Drei Jahre wurde verhandelt, 400 Zeugen wurden gehört - doch Pascals Schicksal konnte nicht aufgeklärt werden.

Saarbrücken. Ihre Freisprüche nehmen die Angeklagten mit breitem Grinsen zur Kenntnis. Die Hauptangeklagte Christa W. (54), die den Gästen ihrer Tosa-Klause in Saarbrücken für 20 Mark Kinder zum Sex angeboten haben soll, lehnt sich bei der Urteilsverkündung entspannt zurück und lächelt in den Saal.

Martin R. (45), der Pascal nach Überzeugung der Staatsanwaltschaft brutal vergewaltigt haben soll, reckt kurz den Arm zum Siegeszeichen in Richtung der Besucherreihen des Saarbrücker Landgerichts. Der Staatsanwalt hatte für fünf Angeklagte lebenslänglich, für fast alle anderen lange Haftstrafen gefordert.

··········

> Aufgabe: Welche Strafen hatte der Staatsanwalt laut Textauszug gefordert? Die Daten haben nichts mit dem Textauszug zu tun.

··········

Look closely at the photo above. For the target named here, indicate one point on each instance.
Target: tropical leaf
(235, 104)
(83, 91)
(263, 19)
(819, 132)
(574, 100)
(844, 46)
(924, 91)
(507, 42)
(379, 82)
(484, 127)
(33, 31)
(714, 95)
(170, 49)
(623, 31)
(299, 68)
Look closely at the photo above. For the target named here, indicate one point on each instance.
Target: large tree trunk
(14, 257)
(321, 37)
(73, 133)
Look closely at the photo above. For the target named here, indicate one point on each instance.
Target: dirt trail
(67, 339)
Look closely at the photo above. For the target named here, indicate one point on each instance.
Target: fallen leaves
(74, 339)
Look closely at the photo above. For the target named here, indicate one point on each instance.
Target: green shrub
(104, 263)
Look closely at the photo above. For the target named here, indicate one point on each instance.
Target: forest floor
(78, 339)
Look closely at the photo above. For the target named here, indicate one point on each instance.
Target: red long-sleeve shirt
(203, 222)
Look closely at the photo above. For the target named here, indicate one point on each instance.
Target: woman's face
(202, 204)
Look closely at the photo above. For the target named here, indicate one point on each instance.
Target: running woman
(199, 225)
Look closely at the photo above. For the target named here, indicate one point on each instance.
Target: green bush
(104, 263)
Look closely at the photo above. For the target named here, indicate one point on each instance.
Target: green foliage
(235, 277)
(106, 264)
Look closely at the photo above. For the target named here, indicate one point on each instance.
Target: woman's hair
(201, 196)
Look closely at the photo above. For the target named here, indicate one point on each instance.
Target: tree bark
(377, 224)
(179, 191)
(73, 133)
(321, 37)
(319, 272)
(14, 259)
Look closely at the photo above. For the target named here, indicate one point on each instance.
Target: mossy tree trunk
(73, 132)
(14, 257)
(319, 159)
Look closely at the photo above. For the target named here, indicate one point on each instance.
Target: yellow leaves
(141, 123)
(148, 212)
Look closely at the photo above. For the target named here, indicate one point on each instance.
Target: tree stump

··········

> Antwort: Für fünf Angeklagte lebenslänglich und für fast alle anderen lange Haftstrafen.